**Written task:** Rewrite the lines below with "cloud bank" replaced by "storm front" and all other wording kept the same. Omit the picture from your answer.

**Data provided:**
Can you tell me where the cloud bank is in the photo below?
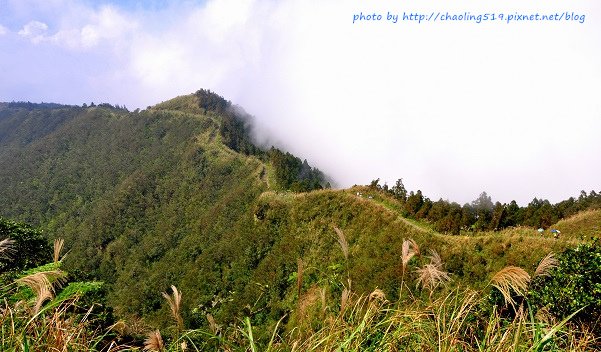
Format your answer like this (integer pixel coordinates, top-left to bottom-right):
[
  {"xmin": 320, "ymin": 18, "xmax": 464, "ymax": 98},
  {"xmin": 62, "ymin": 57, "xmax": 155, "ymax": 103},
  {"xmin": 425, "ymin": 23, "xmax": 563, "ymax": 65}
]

**Solution to this exercise:**
Can you tell me where the storm front is in the photo below?
Format your answer like this (integer pixel coordinates, top-left to bottom-right):
[
  {"xmin": 320, "ymin": 18, "xmax": 464, "ymax": 98},
  {"xmin": 62, "ymin": 57, "xmax": 155, "ymax": 103},
  {"xmin": 425, "ymin": 23, "xmax": 563, "ymax": 65}
]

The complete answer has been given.